The input Block Start

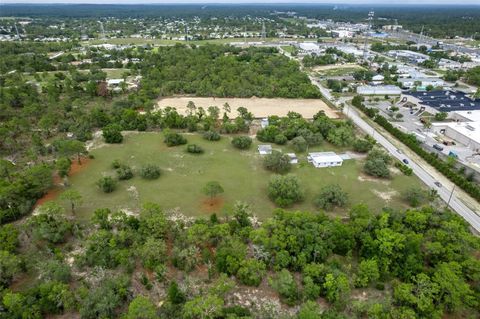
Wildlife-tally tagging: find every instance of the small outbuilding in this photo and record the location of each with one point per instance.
(293, 158)
(265, 149)
(324, 159)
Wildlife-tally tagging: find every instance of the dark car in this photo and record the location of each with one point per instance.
(437, 147)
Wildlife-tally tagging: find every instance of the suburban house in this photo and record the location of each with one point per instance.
(324, 159)
(265, 149)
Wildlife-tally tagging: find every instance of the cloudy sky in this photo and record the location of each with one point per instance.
(477, 2)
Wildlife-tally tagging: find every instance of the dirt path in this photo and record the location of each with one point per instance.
(260, 107)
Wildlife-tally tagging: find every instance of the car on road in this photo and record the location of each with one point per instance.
(437, 147)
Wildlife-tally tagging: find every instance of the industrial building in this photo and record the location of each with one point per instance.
(379, 90)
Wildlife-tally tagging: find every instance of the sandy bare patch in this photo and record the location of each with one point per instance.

The input Block End

**Your goal**
Transcribe the records above exactly, without images.

**Output of the exercise**
Wildlife-tally tagging: find every instance of the small outbuilding in this photo and record the location of each with one point per instance.
(293, 158)
(265, 149)
(324, 159)
Wildlife-tally tagging: find every instance of the dark car in this photo and record the location of each with one point per instance.
(437, 147)
Wildlife-tally tagging: find every instance of the suburban house in this photo and record the location of each with one point per instance.
(324, 159)
(265, 149)
Wildlife-tally tagging: find every instance of the cloudy sky in this photo and record the location of each with one point per instance.
(477, 2)
Wildlife-tally tagging: find every instance of the dirt path in this photo and record the location of each with one point per instance.
(260, 107)
Wildlife-tally tagging: find every instance of the car on road in this photo and record the location of each with one point per instance.
(437, 147)
Wildlife-tally tagging: find every instance of the industrial building in this photo and record the location of each with one point per instance.
(379, 90)
Wildlife-tally tagging: find every instance of the sandy bare patch in this photo and record the location of each with one point per instance.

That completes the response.